• [Verständnis prüfen]:
1. Benenne im Text über den Wartesaal „Kartenspieler“ in „Schachspieler“ um und gib dabei den Abschnitt von „Da sitzt, abseits“ bis „seines Geschickes hofft.“ wieder.
2. Liste alle Dinge auf, auf die die Menschen laut dem Text über den Wartesaal warten.

• [Seitentext]:
--------

Diese Menschen alle sind ohne Heim. Dieser Saal hier ist ein Aufenthaltsraum. Ein Wartesaal. Nichts weiter. Er ist kein Flüchtlingsheim.
Da sitzt, abseits von allen, ein Mann mit seiner Frau. Sie sitzen sich gegenüber, haben die Hände in den Schoß gelegt und den Kopf heruntergebeugt. Sie sprechen nicht miteinander. Bauen Sie Zukunftspläne? Gedenken sie trüber oder sonniger Stunden? Sie warten! Sie warten: wie alle hier. Wie die Kartenspieler, wie der alte Mann, der in seinen Sachen kramt und vielleicht nach einer Nichtigkeit sucht, nur um sich zu zerstreuen. Sie warten! Auf Arbeit, auf Geld, auf Hilfe. Manche warten schon seit Jahren. Und obgleich sie darüber müde geworden sind, glimmt in ihnen doch ein Funke von Optimismus. Der sofort Nahrung erhält, wenn sich in der großen, runden Welt ein politisches Ereignis abspielt. Man kennt den Optimismus halb Verzweifelter. Keiner ist so blind und realen Erwägungen gegenüber taub wie der durch alle Etappen des Leides Gegangene, der auf eine Besserung seines Geschickes hofft.

--------

• [Ausgelesene Datensätze]:
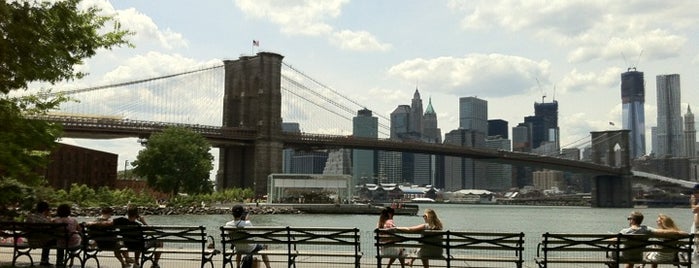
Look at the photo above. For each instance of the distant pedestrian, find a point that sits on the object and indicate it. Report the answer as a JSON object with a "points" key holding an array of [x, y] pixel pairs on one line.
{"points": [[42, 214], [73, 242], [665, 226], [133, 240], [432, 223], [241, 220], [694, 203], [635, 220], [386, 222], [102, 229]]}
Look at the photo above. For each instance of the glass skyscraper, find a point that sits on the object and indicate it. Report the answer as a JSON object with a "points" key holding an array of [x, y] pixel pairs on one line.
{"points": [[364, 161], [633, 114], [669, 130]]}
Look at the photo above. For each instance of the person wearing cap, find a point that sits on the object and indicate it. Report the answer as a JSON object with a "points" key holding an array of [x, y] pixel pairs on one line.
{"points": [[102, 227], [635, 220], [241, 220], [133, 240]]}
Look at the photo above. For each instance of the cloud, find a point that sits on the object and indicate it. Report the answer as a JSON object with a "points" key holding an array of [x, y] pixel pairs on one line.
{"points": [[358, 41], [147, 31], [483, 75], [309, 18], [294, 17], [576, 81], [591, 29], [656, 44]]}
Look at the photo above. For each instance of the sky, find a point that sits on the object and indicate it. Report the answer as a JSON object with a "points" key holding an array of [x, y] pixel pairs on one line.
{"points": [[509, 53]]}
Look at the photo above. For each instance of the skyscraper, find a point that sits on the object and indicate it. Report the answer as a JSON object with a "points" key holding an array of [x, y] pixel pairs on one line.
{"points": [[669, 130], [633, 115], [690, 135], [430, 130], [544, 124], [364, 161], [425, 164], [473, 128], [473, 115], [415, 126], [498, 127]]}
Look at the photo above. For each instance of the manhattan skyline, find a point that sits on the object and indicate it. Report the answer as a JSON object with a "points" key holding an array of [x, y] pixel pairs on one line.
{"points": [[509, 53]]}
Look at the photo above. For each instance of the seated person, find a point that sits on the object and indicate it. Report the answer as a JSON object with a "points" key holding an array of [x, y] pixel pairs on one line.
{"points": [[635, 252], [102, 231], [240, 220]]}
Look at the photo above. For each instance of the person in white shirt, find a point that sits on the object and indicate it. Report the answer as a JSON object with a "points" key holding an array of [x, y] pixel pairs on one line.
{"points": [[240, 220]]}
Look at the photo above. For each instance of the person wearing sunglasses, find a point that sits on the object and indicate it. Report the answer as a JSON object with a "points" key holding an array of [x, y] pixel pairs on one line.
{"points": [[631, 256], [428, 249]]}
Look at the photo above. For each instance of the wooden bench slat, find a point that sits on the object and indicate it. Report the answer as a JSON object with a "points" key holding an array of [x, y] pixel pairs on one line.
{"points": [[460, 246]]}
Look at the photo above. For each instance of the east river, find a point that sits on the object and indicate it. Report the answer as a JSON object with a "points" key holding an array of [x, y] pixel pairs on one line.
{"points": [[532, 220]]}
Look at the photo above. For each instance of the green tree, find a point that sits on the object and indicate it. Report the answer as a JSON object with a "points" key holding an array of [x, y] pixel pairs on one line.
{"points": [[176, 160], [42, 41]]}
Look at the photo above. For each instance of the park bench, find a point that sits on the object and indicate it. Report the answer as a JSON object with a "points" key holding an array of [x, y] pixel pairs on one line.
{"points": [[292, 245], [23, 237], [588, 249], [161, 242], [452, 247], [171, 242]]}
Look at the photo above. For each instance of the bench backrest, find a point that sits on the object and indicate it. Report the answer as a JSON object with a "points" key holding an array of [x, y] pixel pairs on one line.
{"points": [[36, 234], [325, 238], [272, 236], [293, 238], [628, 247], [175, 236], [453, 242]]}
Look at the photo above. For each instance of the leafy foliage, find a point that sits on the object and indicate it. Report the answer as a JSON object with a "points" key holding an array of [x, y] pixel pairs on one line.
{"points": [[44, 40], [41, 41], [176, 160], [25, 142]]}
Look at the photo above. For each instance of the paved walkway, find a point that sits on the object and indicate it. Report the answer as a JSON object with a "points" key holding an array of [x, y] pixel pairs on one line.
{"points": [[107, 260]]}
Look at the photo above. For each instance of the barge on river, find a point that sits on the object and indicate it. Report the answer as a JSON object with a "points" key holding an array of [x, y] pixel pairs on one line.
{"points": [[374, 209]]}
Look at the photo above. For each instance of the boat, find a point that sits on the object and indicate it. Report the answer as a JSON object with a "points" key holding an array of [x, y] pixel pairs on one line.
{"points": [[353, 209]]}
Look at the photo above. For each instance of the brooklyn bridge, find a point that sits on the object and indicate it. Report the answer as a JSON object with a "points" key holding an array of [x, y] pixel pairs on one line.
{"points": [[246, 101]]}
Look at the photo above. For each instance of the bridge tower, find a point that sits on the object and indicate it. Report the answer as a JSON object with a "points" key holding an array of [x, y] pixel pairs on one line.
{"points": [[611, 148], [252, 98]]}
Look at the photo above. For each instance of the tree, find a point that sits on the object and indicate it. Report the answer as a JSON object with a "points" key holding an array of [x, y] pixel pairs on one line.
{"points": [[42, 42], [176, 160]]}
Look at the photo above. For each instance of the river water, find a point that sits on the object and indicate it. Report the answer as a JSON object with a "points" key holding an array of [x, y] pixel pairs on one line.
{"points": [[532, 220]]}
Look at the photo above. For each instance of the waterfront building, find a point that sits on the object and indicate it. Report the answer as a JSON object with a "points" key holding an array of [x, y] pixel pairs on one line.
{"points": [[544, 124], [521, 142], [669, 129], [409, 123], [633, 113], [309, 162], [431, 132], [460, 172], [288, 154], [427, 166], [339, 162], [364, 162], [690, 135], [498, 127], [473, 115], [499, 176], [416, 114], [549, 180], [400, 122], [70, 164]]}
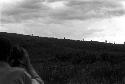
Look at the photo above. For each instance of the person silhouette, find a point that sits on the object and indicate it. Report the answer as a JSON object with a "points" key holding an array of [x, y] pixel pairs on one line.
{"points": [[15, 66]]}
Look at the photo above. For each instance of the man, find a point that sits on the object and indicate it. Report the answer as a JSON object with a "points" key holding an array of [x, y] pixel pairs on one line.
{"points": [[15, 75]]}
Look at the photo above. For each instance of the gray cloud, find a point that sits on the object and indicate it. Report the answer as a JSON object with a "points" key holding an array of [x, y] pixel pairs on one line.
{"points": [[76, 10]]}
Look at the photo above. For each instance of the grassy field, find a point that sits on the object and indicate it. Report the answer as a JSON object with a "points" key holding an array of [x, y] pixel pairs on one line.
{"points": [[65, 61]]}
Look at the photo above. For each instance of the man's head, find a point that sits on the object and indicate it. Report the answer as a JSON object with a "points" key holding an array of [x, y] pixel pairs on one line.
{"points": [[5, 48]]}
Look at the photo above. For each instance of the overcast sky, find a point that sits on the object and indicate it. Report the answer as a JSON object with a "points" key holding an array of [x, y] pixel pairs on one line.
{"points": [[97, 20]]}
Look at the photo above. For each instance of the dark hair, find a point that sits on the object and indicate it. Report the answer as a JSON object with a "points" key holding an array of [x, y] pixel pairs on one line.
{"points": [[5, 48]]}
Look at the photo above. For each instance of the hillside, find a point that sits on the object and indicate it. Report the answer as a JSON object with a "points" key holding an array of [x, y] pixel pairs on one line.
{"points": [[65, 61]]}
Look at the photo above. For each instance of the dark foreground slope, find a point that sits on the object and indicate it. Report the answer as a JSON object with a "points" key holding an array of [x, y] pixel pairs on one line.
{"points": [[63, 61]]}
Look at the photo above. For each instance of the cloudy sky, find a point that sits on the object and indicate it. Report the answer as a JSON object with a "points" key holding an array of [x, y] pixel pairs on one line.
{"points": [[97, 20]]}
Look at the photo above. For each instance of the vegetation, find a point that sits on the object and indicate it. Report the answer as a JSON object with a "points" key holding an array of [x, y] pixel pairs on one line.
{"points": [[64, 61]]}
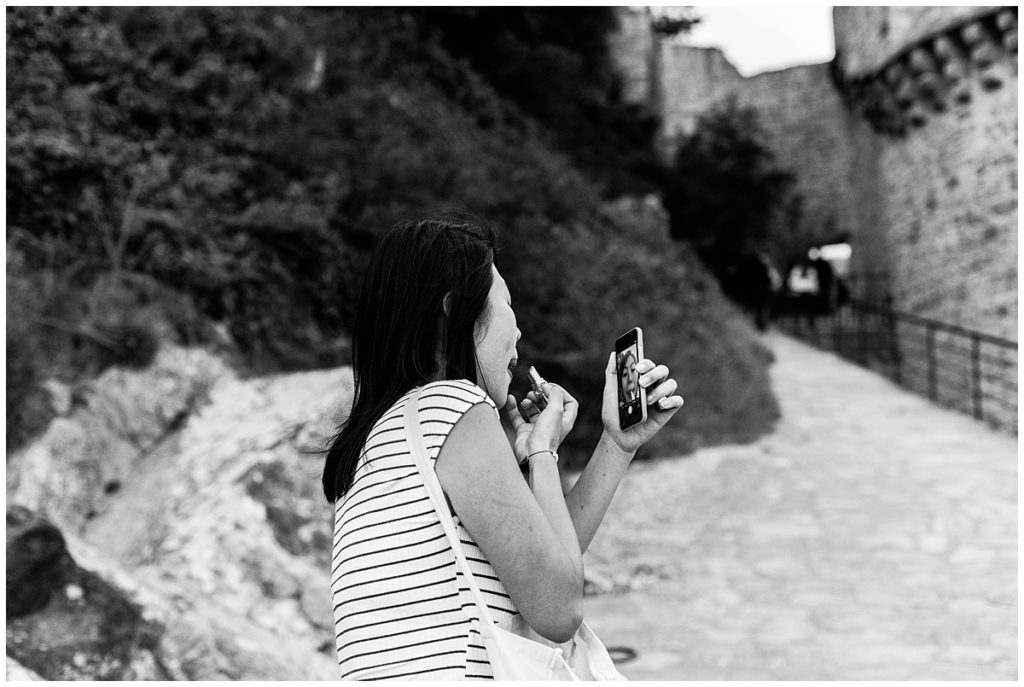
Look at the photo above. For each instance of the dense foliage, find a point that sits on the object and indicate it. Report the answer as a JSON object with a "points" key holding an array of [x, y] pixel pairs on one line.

--------

• [Schriftliche Antworten]:
1.
Da sitzt, abseits von allen, ein Mann mit seiner Frau. Sie sitzen sich gegenüber, haben die Hände in den Schoß gelegt und den Kopf heruntergebeugt. Sie sprechen nicht miteinander. Bauen Sie Zukunftspläne? Gedenken sie trüber oder sonniger Stunden? Sie warten! Sie warten: wie alle hier. Wie die Schachspieler, wie der alte Mann, der in seinen Sachen kramt und vielleicht nach einer Nichtigkeit sucht, nur um sich zu zerstreuen. Sie warten! Auf Arbeit, auf Geld, auf Hilfe. Manche warten schon seit Jahren. Und obgleich sie darüber müde geworden sind, glimmt in ihnen doch ein Funke von Optimismus. Der sofort Nahrung erhält, wenn sich in der großen, runden Welt ein politisches Ereignis abspielt. Man kennt den Optimismus halb Verzweifelter. Keiner ist so blind und realen Erwägungen gegenüber taub wie der durch alle Etappen des Leides Gegangene, der auf eine Besserung seines Geschickes hofft.

2. Arbeit, Geld, Hilfe